What you are asked to do
Continue the passage on GRPR-targeted radiopharmaceuticals in prostate cancer, picking up after its last sentence.

Selected text
*** Block opens ***
The high pancreatic uptake observed with GRPR targeted radiopharmaceuticals, particularly in targeted radioligand therapy, has been a significant challenge. Wang et al. conducted a study to address this issue by exploring the complex of TacsBOMB2, TacsBOMB3, TacsBOMB4, TacsBOMB5, and TacsBOMB6 derived from the effective GRPR antagonist sequence [Leu¹³GRPRThz¹⁴]bombesin(7–14), and compared them with ⁶⁸Ga-RM2. PET imaging of PC-3 transplanted tumors demonstrated that ⁶⁸Ga-TacsBOMB2, ⁶⁸Ga-TacsBOMB3, ⁶⁸Ga-TacsBOMB5, ⁶⁸Ga-TacsBOMB6, and ⁶⁸Ga-RM2 exhibited clear visualization of the tumors, with ⁶⁸Ga-TacsBOMB5 displaying the highest tumor uptake rate. Importantly, it was observed that the pancreatic uptake of ⁶⁸Ga-TacsBOMB2, ⁶⁸Ga-TacsBOMB3, ⁶⁸Ga-TacsBOMB5, and ⁶⁸Ga-TacsBOMB6 was significantly lower than that of ⁶⁸Ga-RM2. Among the tested derivatives of ⁶⁸Ga-bombesin(7–14), ⁶⁸Ga-TacsBOMB5 demonstrated the highest tumor uptake rate and the greatest contrast between the tumor and background, indicating its potential for clinical imaging of tumors expressing GRPR [72].

Based on the results of a single-center phase II clinical study by Schollhammer et al., the significant potential of the combination of ⁶⁸Ga-RM2 PET/CT and ⁶⁸Ga-PSMA-617 PET/CT in evaluating different aspects of PC biology was compared. ⁶⁸Ga-PSMA-617 PET/CT is helpful to show the lesions with high ISUP (International Society of Urological Pathology) score and great clinical significance. When the score of ISUP was low, the uptake rate of ⁶⁸Ga-RM2 was higher than that of ⁶⁸Ga-PSMA-617. However, when the score of ISUP was higher, the uptake was similar to that of ⁶⁸Ga-PSMA-617. Importantly, nearly 20% of lesions can only be seen on GRPR- PET (13%) or PSMA (prostate-specific membrane antigen)-PET (6%), which revealed the complementarity of these imaging procedures. The combination of PSMA-PET and GRPR-PET can better classify the lesions in the prostate [73], Compared with PSMA, GRPR has high sensitivity and specificity in patients with prostate cancer. GRPR can play an important complementary role in PSMA-negative tumors and tumors with heterogeneous expression of cell surface receptors. These GRPR ligands have shown reliable detection of various types of PC in patients, representing significant progress in the clinical diagnosis of PC. Here, we list a table (see Table at the end of this article) that briefly summarizes radiopharmaceuticals that target GRPR in PC.
*** Block closes ***
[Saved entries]
*** Block opens ***
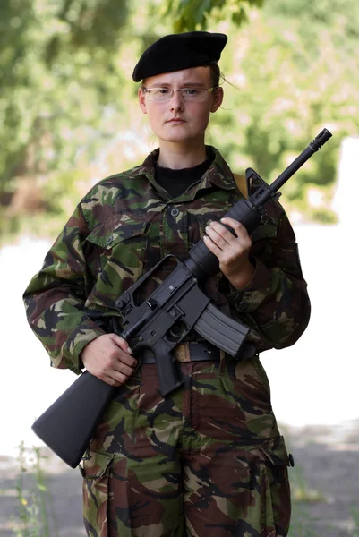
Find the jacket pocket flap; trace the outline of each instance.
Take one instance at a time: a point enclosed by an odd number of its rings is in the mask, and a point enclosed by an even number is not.
[[[288,455],[282,436],[264,442],[260,450],[275,466],[287,466]]]
[[[110,249],[127,239],[142,235],[150,217],[130,218],[127,215],[115,215],[97,226],[87,236],[87,241],[101,248]]]
[[[103,477],[109,468],[114,456],[108,453],[88,451],[88,456],[81,460],[80,472],[84,479],[92,480]]]

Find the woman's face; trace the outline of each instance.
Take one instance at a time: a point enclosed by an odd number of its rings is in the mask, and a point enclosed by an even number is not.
*** Block closes ***
Written answer
Breast cancer (BC)

Mammography is a well-established technique for primary BC detection, but it has certain limitations (even under the best conditions of photography and diagnosis, about 5% of BC is false negative due to various reasons. Another major limitation of breast X-ray examination is the differentiation of benign and malignant lesions, which is the same as other system lesions. Breast lesions also have the problem of "different shadow of the same disease, different diseases with the same shadow") that can be addressed through the use of nuclear imaging. Currently available radiopharmaceuticals have limited sensitivity in detecting small primary lesions, necessitating the development of new radiopharmaceuticals for improved detection of primary BC, metastasis, recurrence, and treatment monitoring. As the studies on GRPR progresses, scientists are gradually advancing the application of radionuclide-labeled GRPR agonists/antagonists for the diagnosis and treatment of BC.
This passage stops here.